(Article from Healthy Child Healthy World by Laura Dern)
In many cultures it's customary to remove your shoes before entering a home for spiritual or practical reasons.
And as a mom, I encourage the practice because I want a clean home. But taking off your shoes not only helps keep your home cleaner, it also helps keep it healthier. Think about it. Where have the bottom of your shoes been? If you've stopped to fill up your car, you can track home gasoline on your feet. If you've walked through a freshly treated lawn or putting green, you can track home toxic pesticides and chemical fertilizers. Seemingly benign dirt can have traces of lead in it. You walk through it, then you walk through your home leaving traces on your rug, your baby crawls past, and then stops to put her hand in her mouth. Get the picture?
The professional cleaning industry estimates that we track 85% of the dirt in our homes in from the outside on our shoes or paws of pets. In a recent warning about lead exposure, the Environmental Protection Agency (EPA) specifically recommends that shoes remain outside the house. According to a report called The Door Mat Study, lead-contaminated soil from the outside causes almost all the lead dust inside homes. It notes that wiping shoes on a mat and removing them at the door cuts lead dust by 60 percent. The study explains that limiting the amount of dust and track-in may also help reduce exposure to lawn and garden pesticides, wood smoke and industrial toxins, mutagens, dust mites, and allergens.
2 comments:
With all my children's allergies and sensitivities, this convinces me. Gee, I thought it was just something you did if you have nice carpet. (And we don't!!)
I think it is very important with allergies. Joshua suffers from allergies due to pollen in the spring through fall. I do not want those tracked into the house. Poor guy suffers enough already.
.....
> [Brief A]
In the article on shoes in the home, list everything that The Door Mat Study says limiting dust and track-in may also help reduce exposure to.
> [Brief B]
Please set down the part of the article on shoes in the home word for word, starting with "(Article from Healthy" and going on through "Get the picture?".
The items that come after the article on shoes in the home have no connection to it.

> [Available data]
.....
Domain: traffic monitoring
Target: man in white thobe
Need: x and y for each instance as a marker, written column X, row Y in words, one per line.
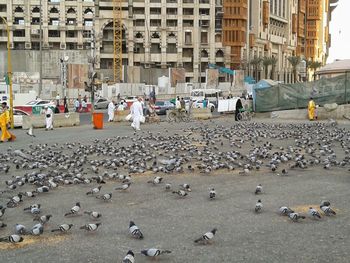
column 48, row 118
column 111, row 108
column 136, row 112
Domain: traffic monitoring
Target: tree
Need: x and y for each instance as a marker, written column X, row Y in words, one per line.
column 314, row 66
column 255, row 62
column 294, row 61
column 273, row 61
column 266, row 61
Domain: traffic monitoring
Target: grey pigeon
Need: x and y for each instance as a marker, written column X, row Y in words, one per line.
column 207, row 237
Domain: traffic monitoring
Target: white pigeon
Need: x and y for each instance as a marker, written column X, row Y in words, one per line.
column 314, row 213
column 30, row 131
column 328, row 211
column 295, row 217
column 284, row 210
column 154, row 252
column 258, row 206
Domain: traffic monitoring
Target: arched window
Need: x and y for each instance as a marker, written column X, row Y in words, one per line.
column 19, row 9
column 219, row 54
column 54, row 10
column 139, row 35
column 88, row 11
column 71, row 11
column 204, row 54
column 155, row 35
column 36, row 10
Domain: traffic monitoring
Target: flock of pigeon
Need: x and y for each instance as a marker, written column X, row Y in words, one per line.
column 243, row 147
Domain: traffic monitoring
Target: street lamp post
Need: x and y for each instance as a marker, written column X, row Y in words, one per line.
column 9, row 70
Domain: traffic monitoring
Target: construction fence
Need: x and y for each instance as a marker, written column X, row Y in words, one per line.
column 295, row 96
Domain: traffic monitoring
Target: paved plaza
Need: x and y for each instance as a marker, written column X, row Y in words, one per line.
column 171, row 222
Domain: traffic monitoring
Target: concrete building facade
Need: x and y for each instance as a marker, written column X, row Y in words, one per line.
column 157, row 34
column 276, row 29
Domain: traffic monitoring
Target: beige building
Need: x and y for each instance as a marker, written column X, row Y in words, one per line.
column 278, row 29
column 157, row 34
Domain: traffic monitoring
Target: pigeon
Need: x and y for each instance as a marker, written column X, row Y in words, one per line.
column 34, row 209
column 74, row 210
column 185, row 187
column 129, row 258
column 93, row 214
column 42, row 219
column 154, row 252
column 20, row 229
column 156, row 180
column 284, row 210
column 105, row 197
column 2, row 211
column 43, row 189
column 212, row 194
column 37, row 230
column 12, row 239
column 90, row 227
column 258, row 206
column 29, row 193
column 94, row 190
column 63, row 228
column 325, row 203
column 123, row 187
column 258, row 189
column 328, row 211
column 135, row 231
column 181, row 193
column 314, row 213
column 207, row 237
column 295, row 217
column 30, row 132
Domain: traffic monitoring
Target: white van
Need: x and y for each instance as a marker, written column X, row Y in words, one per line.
column 213, row 95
.....
> [Exercise output A]
lawn and garden pesticides; wood smoke; industrial toxins; mutagens; dust mites; allergens

> [Exercise output B]
(Article from Healthy Child Healthy World by Laura Dern)
In many cultures it's customary to remove your shoes before entering a home for spiritual or practical reasons.
And as a mom, I encourage the practice because I want a clean home. But taking off your shoes not only helps keep your home cleaner, it also helps keep it healthier. Think about it. Where have the bottom of your shoes been? If you've stopped to fill up your car, you can track home gasoline on your feet. If you've walked through a freshly treated lawn or putting green, you can track home toxic pesticides and chemical fertilizers. Seemingly benign dirt can have traces of lead in it. You walk through it, then you walk through your home leaving traces on your rug, your baby crawls past, and then stops to put her hand in her mouth. Get the picture?